Stated problem: Please transcribe every one of the entries below line for line, keeping each character unchanged.

┄┄┄┄┄┄

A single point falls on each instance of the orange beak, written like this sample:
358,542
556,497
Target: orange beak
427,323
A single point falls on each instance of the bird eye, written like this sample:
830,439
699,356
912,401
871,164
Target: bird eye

┄┄┄┄┄┄

Result:
A single point falls on each instance of the orange beak, written like this sample:
358,542
556,497
Target: orange beak
427,323
A single point falls on each instance of the bird eye, written like this sample:
830,439
699,356
912,401
871,164
Target: bird eye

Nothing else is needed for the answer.